**What you will do:** Turn every line of the items below into a Markdown table with two columns, Row and Line, numbering each row and leaving out blank lines.

##########

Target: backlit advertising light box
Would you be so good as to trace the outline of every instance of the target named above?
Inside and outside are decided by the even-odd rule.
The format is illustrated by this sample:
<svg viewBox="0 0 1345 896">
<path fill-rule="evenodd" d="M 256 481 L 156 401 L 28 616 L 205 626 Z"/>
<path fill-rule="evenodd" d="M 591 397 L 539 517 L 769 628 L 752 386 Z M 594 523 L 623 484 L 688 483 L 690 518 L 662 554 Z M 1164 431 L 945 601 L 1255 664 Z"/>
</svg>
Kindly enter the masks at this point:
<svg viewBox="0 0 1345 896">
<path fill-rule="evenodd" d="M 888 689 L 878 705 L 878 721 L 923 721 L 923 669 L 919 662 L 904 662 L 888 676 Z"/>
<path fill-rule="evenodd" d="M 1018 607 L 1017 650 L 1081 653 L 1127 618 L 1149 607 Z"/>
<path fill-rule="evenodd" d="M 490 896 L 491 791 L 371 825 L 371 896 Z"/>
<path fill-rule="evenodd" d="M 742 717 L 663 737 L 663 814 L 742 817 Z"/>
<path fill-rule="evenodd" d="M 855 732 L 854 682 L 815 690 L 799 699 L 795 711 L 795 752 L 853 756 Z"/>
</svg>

##########

**Result below:**
| Row | Line |
|---|---|
| 1 | Target: backlit advertising light box |
| 2 | Would you be so good as to trace the outline of every instance of the target named above? |
| 3 | Inside and outside are decided by the even-odd rule. |
| 4 | The format is illustrated by this sample: |
| 5 | <svg viewBox="0 0 1345 896"> |
| 6 | <path fill-rule="evenodd" d="M 256 481 L 156 401 L 28 616 L 205 626 Z"/> |
| 7 | <path fill-rule="evenodd" d="M 591 397 L 539 517 L 769 628 L 752 386 Z M 594 523 L 623 484 L 688 483 L 690 518 L 662 554 Z M 1164 431 L 945 601 L 1255 664 Z"/> |
| 8 | </svg> |
| 9 | Kindly enter the masks at this point: |
| 10 | <svg viewBox="0 0 1345 896"> |
| 11 | <path fill-rule="evenodd" d="M 888 689 L 878 705 L 878 721 L 923 721 L 923 669 L 919 662 L 904 662 L 888 676 Z"/> |
| 12 | <path fill-rule="evenodd" d="M 1018 607 L 1017 650 L 1081 653 L 1127 618 L 1149 607 Z"/> |
| 13 | <path fill-rule="evenodd" d="M 490 896 L 491 791 L 371 825 L 371 896 Z"/> |
| 14 | <path fill-rule="evenodd" d="M 742 717 L 663 737 L 663 814 L 742 817 Z"/> |
| 15 | <path fill-rule="evenodd" d="M 855 732 L 854 682 L 815 690 L 799 699 L 795 711 L 795 752 L 853 756 Z"/> |
| 16 | </svg> |